▸ Given records
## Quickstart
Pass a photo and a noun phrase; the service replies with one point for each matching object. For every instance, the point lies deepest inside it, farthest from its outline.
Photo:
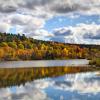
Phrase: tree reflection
(18, 76)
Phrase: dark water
(76, 86)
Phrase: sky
(69, 21)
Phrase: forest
(19, 47)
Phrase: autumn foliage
(19, 47)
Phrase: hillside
(19, 47)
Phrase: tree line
(20, 47)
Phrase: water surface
(44, 63)
(51, 83)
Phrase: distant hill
(19, 47)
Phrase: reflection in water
(58, 83)
(17, 76)
(80, 86)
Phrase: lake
(62, 81)
(43, 63)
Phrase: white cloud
(4, 27)
(82, 33)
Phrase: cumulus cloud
(4, 27)
(82, 33)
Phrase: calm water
(79, 86)
(44, 63)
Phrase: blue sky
(71, 21)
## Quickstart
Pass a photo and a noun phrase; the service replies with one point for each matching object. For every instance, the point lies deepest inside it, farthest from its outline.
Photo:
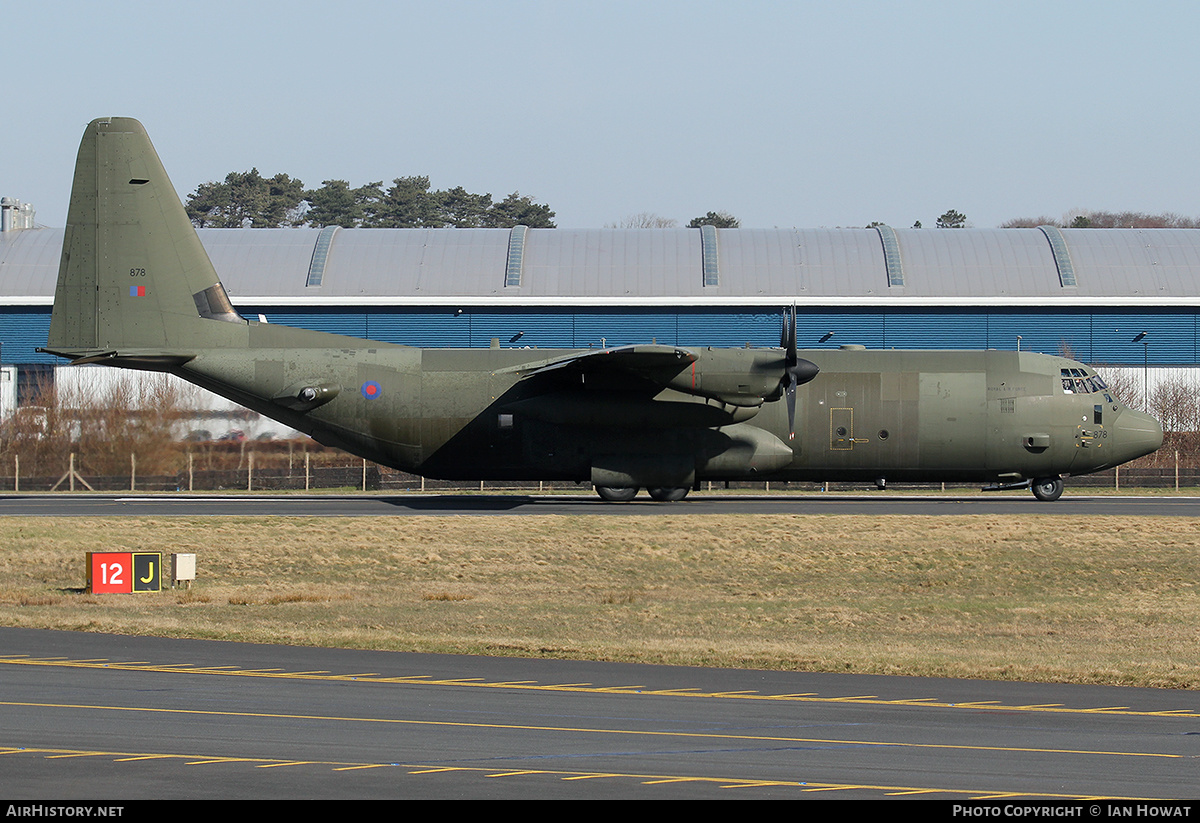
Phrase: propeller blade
(791, 407)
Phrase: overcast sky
(785, 114)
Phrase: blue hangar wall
(1097, 337)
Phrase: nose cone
(1134, 434)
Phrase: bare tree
(645, 220)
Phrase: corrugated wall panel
(933, 329)
(727, 328)
(520, 328)
(1170, 338)
(613, 326)
(1049, 332)
(22, 330)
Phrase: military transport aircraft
(136, 289)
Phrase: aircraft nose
(1135, 434)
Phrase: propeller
(796, 371)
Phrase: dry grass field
(1102, 600)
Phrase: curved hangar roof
(678, 266)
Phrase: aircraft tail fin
(135, 283)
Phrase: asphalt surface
(97, 716)
(355, 505)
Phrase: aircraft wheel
(669, 493)
(1048, 488)
(617, 493)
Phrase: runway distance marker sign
(124, 572)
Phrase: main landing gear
(1047, 490)
(624, 494)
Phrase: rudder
(133, 278)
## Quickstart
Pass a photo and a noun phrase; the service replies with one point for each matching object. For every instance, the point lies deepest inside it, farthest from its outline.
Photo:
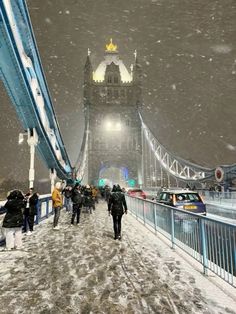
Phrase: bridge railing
(209, 241)
(223, 198)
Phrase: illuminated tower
(112, 97)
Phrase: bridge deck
(83, 270)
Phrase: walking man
(77, 204)
(117, 207)
(57, 204)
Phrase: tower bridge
(89, 272)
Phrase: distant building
(112, 98)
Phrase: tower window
(116, 94)
(109, 93)
(116, 81)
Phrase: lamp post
(32, 142)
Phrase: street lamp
(21, 137)
(32, 142)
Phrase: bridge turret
(137, 79)
(110, 101)
(88, 77)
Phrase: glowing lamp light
(21, 137)
(108, 125)
(118, 126)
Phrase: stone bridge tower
(112, 97)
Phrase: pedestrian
(57, 204)
(30, 211)
(88, 198)
(77, 200)
(117, 207)
(13, 219)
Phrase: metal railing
(209, 241)
(227, 199)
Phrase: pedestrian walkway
(82, 269)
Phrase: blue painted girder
(24, 79)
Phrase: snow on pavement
(82, 269)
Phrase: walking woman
(13, 219)
(117, 207)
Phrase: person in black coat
(117, 207)
(77, 200)
(13, 219)
(88, 198)
(31, 210)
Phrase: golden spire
(111, 47)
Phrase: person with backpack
(77, 200)
(117, 207)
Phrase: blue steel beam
(22, 74)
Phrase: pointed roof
(111, 56)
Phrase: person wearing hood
(57, 204)
(77, 200)
(117, 207)
(13, 219)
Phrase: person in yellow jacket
(57, 204)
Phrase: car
(137, 193)
(187, 200)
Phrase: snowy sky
(187, 52)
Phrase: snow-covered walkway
(83, 270)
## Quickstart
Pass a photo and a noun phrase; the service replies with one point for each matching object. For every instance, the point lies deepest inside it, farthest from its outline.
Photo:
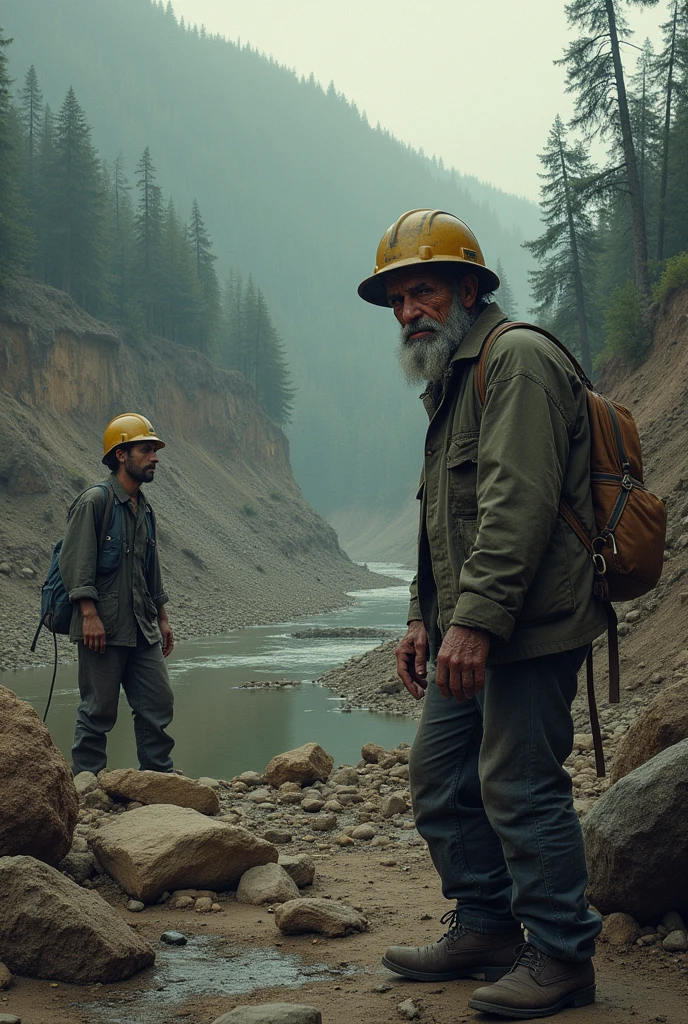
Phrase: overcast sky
(471, 82)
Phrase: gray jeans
(142, 674)
(495, 804)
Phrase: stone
(267, 884)
(409, 1010)
(325, 916)
(661, 724)
(39, 805)
(304, 765)
(364, 832)
(676, 942)
(324, 822)
(300, 868)
(162, 847)
(620, 930)
(637, 840)
(371, 753)
(271, 1013)
(85, 782)
(52, 928)
(159, 787)
(394, 803)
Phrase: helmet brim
(374, 289)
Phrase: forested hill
(296, 188)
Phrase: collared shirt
(127, 593)
(493, 553)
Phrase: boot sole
(581, 998)
(475, 973)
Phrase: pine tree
(565, 250)
(14, 237)
(505, 294)
(595, 72)
(77, 236)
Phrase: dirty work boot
(459, 953)
(538, 985)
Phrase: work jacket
(493, 553)
(124, 578)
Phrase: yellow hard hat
(427, 237)
(127, 429)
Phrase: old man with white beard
(502, 615)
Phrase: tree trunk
(661, 215)
(577, 276)
(635, 195)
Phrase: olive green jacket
(493, 554)
(116, 579)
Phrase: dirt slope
(239, 543)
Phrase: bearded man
(501, 619)
(111, 569)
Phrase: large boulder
(325, 916)
(38, 801)
(663, 723)
(304, 765)
(637, 840)
(153, 849)
(159, 787)
(51, 928)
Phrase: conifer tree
(595, 72)
(14, 238)
(566, 248)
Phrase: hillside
(296, 187)
(239, 543)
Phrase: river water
(221, 729)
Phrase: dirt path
(636, 984)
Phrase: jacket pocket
(109, 608)
(462, 465)
(551, 595)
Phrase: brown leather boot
(538, 985)
(459, 953)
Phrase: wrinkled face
(139, 461)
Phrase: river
(222, 729)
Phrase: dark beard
(423, 360)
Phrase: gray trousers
(493, 803)
(142, 675)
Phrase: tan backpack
(628, 548)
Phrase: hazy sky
(471, 82)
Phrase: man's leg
(146, 685)
(99, 678)
(528, 734)
(467, 854)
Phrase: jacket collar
(474, 340)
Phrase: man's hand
(168, 638)
(412, 659)
(461, 663)
(93, 630)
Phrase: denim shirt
(123, 579)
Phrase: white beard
(425, 359)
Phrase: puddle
(206, 966)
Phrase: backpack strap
(567, 513)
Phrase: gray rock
(325, 916)
(637, 840)
(300, 868)
(271, 1013)
(52, 928)
(676, 942)
(266, 884)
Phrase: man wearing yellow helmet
(501, 619)
(111, 569)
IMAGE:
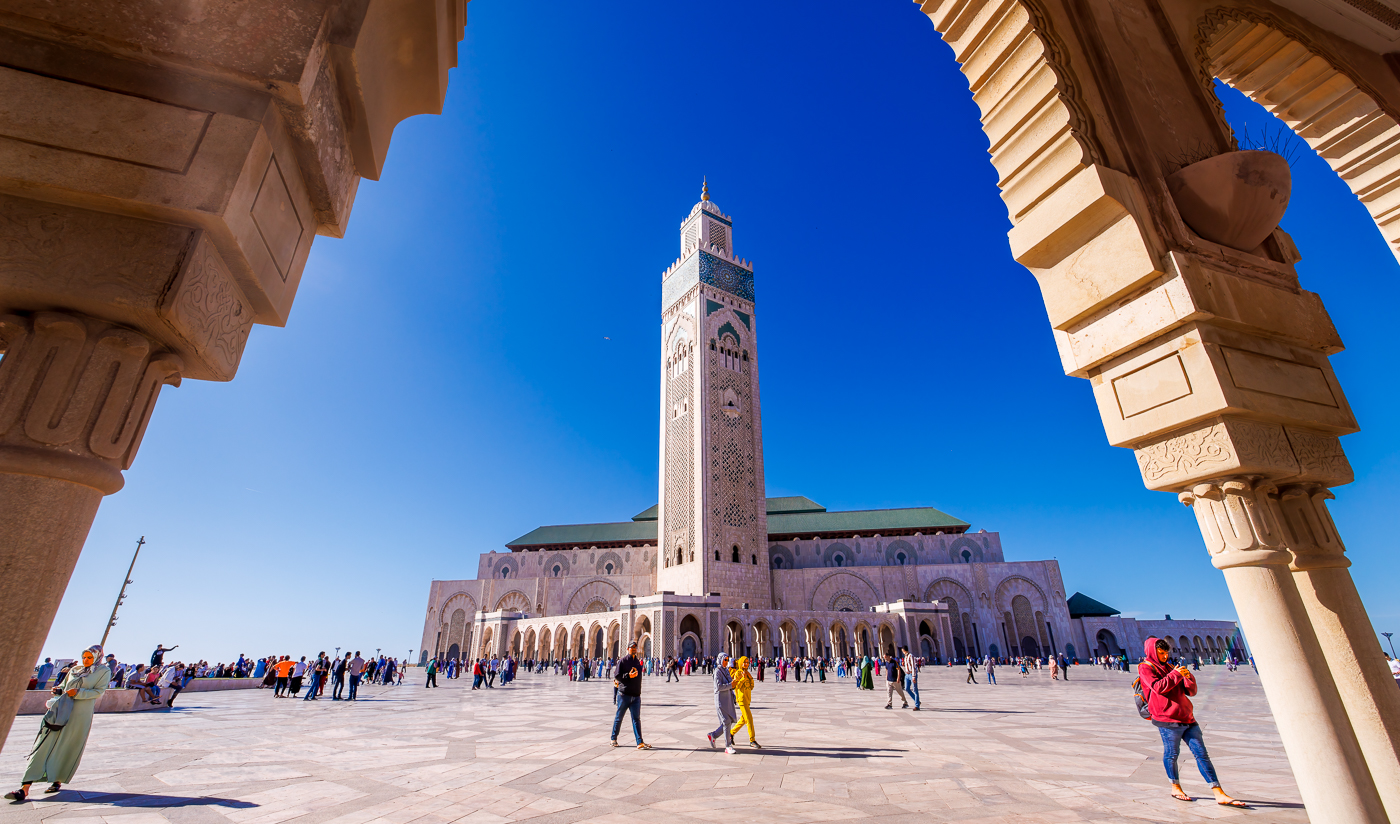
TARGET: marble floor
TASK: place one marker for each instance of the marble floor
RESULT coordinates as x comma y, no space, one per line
1028,750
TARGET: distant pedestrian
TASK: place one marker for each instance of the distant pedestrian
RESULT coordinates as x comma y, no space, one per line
627,695
1168,693
724,704
65,729
910,665
742,700
893,683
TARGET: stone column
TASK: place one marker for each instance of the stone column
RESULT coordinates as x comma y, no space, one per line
1347,637
1241,521
76,395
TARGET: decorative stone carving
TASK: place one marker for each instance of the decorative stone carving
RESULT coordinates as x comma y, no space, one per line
207,309
76,395
1241,522
1218,448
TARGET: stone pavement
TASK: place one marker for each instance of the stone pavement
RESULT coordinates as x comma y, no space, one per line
1026,750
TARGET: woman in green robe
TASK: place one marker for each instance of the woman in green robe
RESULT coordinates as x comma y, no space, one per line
58,750
865,682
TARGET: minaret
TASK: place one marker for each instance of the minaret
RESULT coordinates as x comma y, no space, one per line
713,526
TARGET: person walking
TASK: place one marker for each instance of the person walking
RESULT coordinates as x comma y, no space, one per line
910,665
63,732
627,695
339,675
723,704
1168,693
356,673
893,683
865,682
742,697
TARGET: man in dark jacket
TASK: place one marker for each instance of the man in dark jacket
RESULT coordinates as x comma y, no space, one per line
627,694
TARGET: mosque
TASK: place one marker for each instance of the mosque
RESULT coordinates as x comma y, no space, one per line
716,565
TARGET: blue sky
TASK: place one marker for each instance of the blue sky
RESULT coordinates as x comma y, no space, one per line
478,356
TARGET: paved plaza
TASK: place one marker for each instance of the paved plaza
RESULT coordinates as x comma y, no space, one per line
1026,750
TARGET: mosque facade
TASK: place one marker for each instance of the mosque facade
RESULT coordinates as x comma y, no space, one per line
716,565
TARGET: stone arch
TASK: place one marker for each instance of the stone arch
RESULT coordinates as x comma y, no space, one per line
513,602
963,550
1333,112
1014,585
843,584
608,557
1031,104
594,591
900,547
562,560
837,554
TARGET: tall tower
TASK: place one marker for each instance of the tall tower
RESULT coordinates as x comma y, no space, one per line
713,526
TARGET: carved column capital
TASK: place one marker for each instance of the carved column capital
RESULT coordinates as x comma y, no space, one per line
76,395
1241,522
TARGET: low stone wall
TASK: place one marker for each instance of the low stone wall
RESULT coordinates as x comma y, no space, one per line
34,701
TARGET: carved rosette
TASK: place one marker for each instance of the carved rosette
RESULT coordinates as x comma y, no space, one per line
76,395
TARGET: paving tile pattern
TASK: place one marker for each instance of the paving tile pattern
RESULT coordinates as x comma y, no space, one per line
1029,750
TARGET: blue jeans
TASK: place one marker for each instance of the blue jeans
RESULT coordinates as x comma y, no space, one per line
629,704
1172,737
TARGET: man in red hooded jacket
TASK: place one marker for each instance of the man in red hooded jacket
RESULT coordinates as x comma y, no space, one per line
1168,693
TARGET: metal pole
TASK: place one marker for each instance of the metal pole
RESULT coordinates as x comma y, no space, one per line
121,596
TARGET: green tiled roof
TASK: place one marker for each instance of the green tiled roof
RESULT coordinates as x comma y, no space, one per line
788,515
865,522
587,535
1082,606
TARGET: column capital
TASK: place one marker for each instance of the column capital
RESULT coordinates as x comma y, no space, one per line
76,395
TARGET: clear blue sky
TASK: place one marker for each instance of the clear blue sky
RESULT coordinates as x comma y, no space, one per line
479,356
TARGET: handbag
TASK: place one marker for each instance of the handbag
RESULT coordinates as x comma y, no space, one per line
60,709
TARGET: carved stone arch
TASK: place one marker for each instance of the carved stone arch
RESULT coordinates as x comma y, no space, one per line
949,588
837,549
1332,109
513,602
591,592
895,549
1014,585
601,567
955,550
560,560
459,600
857,586
1031,101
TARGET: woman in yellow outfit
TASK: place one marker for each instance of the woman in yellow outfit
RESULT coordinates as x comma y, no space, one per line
742,690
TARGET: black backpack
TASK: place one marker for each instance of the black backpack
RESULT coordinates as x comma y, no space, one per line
1140,698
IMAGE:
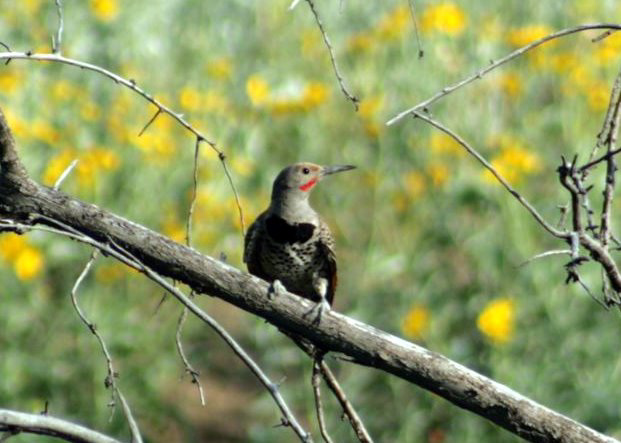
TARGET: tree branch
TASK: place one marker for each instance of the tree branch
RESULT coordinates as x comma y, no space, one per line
363,344
18,422
495,64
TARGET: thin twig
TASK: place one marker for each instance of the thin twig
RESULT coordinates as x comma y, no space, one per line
128,259
354,419
495,64
316,382
56,42
544,255
184,313
326,40
421,52
529,207
110,381
188,231
611,167
131,84
65,173
151,120
189,369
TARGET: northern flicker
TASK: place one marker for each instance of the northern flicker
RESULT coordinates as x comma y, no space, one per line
289,243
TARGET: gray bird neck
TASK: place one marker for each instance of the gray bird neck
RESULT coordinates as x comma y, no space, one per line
293,207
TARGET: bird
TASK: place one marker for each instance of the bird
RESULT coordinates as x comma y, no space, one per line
289,244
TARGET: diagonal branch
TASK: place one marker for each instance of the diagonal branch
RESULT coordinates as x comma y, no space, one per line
495,64
110,381
339,77
365,345
529,207
131,84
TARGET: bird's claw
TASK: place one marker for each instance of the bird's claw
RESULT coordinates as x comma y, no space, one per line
276,288
318,310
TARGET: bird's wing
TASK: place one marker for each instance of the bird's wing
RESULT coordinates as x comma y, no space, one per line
326,245
252,248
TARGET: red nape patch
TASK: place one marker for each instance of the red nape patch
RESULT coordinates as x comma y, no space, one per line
306,186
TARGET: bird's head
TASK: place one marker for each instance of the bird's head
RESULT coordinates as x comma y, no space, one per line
300,178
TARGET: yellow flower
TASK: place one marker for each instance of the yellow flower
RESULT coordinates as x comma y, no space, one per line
257,90
105,10
393,24
11,245
221,68
445,144
496,321
439,174
609,49
90,111
28,263
190,98
513,162
359,42
444,17
527,34
10,80
310,42
416,322
45,132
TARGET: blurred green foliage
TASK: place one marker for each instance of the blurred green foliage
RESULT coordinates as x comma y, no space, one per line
428,245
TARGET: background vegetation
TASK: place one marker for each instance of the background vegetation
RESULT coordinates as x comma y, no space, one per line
428,245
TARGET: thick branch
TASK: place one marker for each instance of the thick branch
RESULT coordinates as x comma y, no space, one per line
363,344
18,422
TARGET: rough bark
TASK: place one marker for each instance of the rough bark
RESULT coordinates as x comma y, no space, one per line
26,202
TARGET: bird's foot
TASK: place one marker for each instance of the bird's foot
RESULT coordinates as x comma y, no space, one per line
276,288
318,310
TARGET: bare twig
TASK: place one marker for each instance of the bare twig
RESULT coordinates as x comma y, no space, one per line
495,64
110,381
354,419
599,160
65,173
544,255
611,167
316,382
56,42
151,120
125,257
14,421
189,369
529,207
188,231
421,52
326,40
602,36
131,84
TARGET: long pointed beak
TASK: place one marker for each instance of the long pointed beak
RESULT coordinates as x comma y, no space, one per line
327,170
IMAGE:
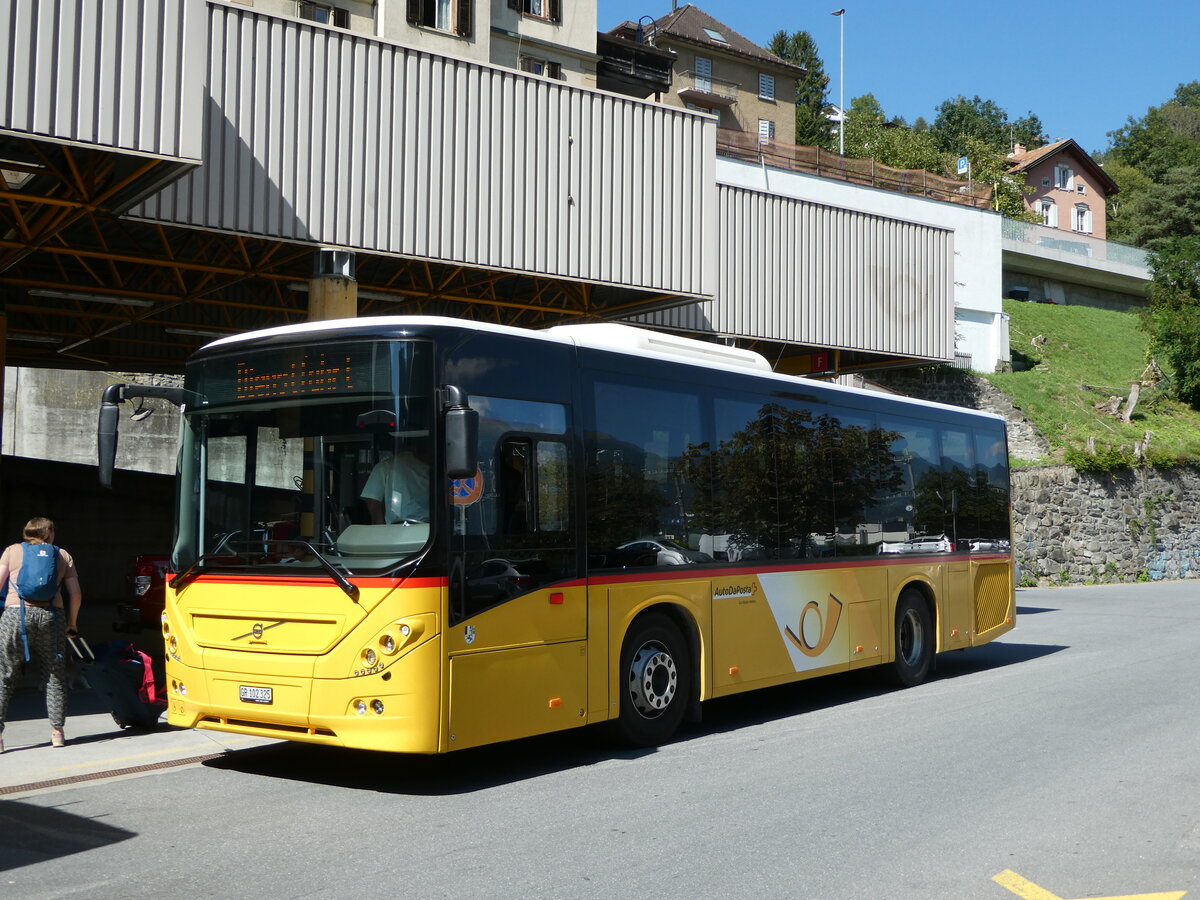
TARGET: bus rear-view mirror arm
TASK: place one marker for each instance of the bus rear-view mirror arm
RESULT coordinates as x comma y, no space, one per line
461,433
106,430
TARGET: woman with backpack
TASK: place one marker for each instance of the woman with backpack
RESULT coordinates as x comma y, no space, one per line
36,621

▸ Given request
Output precisely the lines in the material above from the line containing "TARGET: bird's foot" through its last line, and omit pictures.

▸ Output below
TARGET: bird's foot
TASK: place one marker for each instance of the bird's foot
RESULT coordinates as x comma y, no space, one per line
276,288
318,310
TARGET: bare twig
TASK: place one marker for each instance of the bare twig
RESULT coordinates as x comma y, no space, one per line
495,64
110,381
354,419
599,160
65,173
544,255
611,167
316,382
56,42
151,120
125,257
14,421
189,369
529,207
188,231
421,52
326,40
602,36
131,84
TARGET: long pointed beak
TASK: place one marker for each instance of the long pointed beak
RESULT coordinates as x comma y, no space, one per line
327,170
IMAGE:
TARGET: bus rear-view mirror arm
TASK: place one marker for each instance of the bus rear-view mirror arm
RESULT coordinates as x comma y, no space, one per line
461,433
106,430
TARGET: woman with backpack
TASK: place one marker for each instance of the woman with backpack
RESULT coordinates as x comma y, no space, one per line
36,621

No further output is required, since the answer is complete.